__SET PROBLEM__
Write out all of the records below word for word, leaving out the pictures.

[Rows from a dataset]
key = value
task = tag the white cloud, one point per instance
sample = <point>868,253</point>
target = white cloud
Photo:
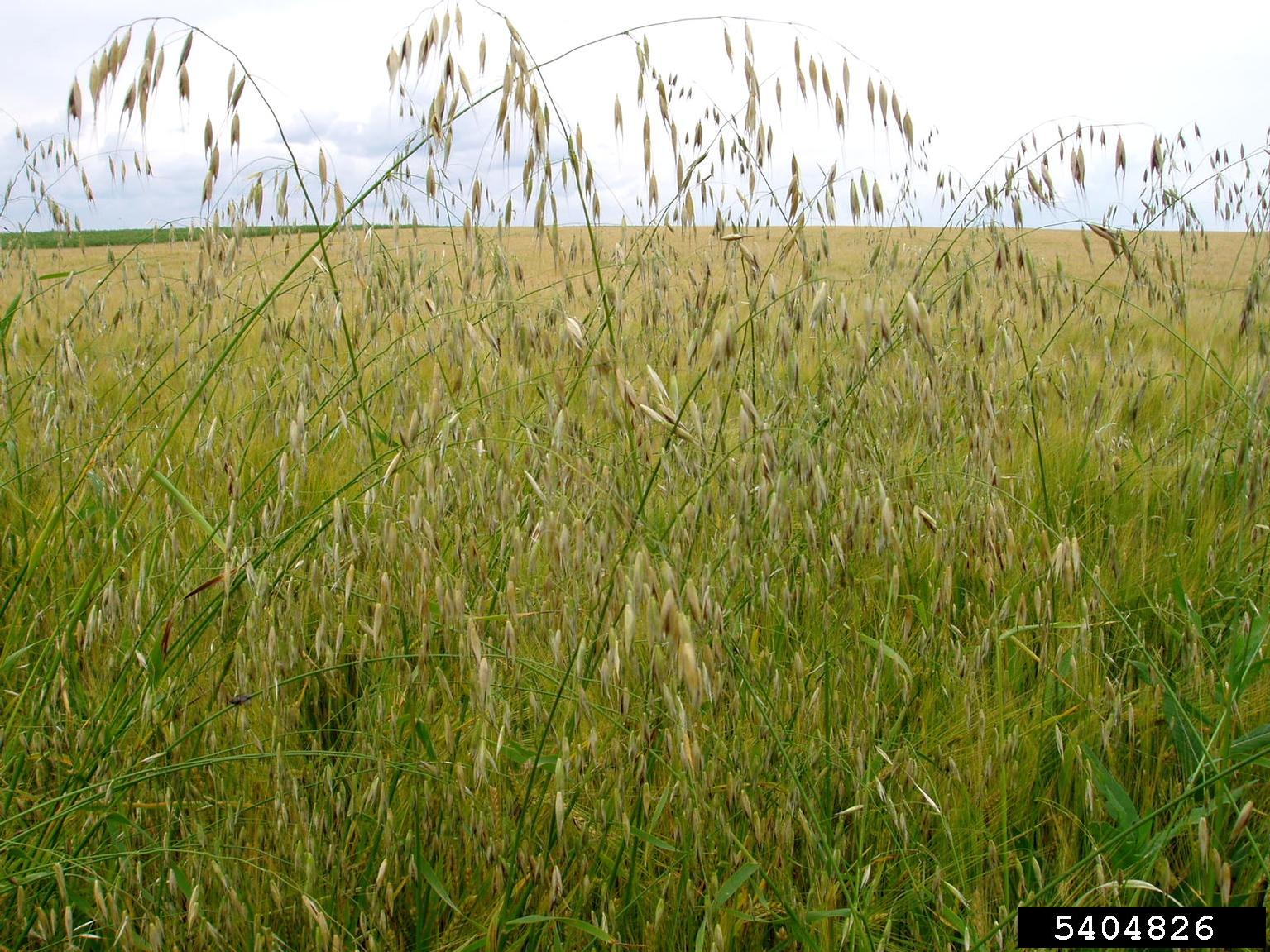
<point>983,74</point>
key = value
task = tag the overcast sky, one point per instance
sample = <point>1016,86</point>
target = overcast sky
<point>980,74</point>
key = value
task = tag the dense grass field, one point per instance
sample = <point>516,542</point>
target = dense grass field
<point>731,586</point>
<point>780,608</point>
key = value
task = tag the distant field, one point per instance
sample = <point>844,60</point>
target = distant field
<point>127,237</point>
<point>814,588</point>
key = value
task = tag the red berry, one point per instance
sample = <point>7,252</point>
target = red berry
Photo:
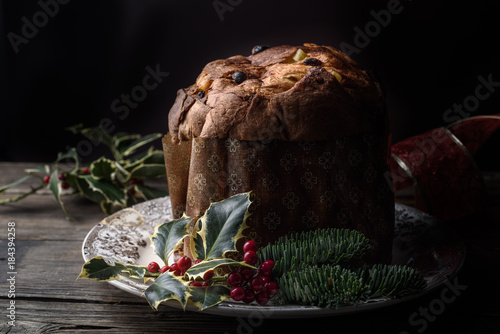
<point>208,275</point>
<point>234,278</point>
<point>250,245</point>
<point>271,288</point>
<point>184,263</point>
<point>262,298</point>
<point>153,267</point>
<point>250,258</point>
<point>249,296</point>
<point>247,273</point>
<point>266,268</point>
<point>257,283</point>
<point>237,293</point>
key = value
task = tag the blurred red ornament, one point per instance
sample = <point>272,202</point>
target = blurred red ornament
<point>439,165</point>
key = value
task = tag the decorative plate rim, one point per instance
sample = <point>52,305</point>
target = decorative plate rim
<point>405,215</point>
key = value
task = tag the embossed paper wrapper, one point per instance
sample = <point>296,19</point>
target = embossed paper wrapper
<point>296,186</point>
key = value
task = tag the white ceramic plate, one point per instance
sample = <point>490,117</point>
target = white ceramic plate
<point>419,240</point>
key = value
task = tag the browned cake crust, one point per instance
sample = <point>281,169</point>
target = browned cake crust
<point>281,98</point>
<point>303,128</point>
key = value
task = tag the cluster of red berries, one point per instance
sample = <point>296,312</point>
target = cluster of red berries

__EXERCISE RESULT__
key = value
task = tag the white cloud, one point per instance
sample = <point>868,253</point>
target = white cloud
Photo:
<point>983,74</point>
key = value
task = tag the overcast sky, one point per instance
sample = <point>1016,86</point>
target = overcast sky
<point>980,74</point>
key = value
task = tag the dense grass field, one point per instance
sample = <point>516,542</point>
target = dense grass field
<point>731,586</point>
<point>780,608</point>
key = value
task = tag the distant field, one point per instance
sample = <point>844,60</point>
target = distant field
<point>127,237</point>
<point>814,588</point>
key = value
task = tag the red berry, one point per instance
sample = <point>7,252</point>
target = red berry
Photo:
<point>208,275</point>
<point>234,278</point>
<point>250,245</point>
<point>271,288</point>
<point>184,263</point>
<point>262,298</point>
<point>153,267</point>
<point>250,258</point>
<point>249,296</point>
<point>247,273</point>
<point>266,268</point>
<point>257,283</point>
<point>237,293</point>
key = value
task = tag the blurred red ornament, one point per instance
sample = <point>272,202</point>
target = blurred red ornament
<point>439,165</point>
key = value
task = tag the decorative plate rim, one point per instance
sample = <point>52,305</point>
target = decorative plate rim
<point>405,215</point>
key = value
task = tag the embossed paper wrapper, one point per instance
sample = <point>296,19</point>
target = embossed paper wrapper
<point>296,186</point>
key = value
task = tag the white ceramic plate, one point per instance
sample = <point>490,117</point>
target = white ceramic plate
<point>419,240</point>
key = value
task = tag the browned cake crust, one point per instance
sample = <point>281,169</point>
target = browned cake crust
<point>281,98</point>
<point>303,128</point>
key = value
task = tag the cluster of red berries, one point per instance
sample = <point>296,312</point>
target = cluster of red berries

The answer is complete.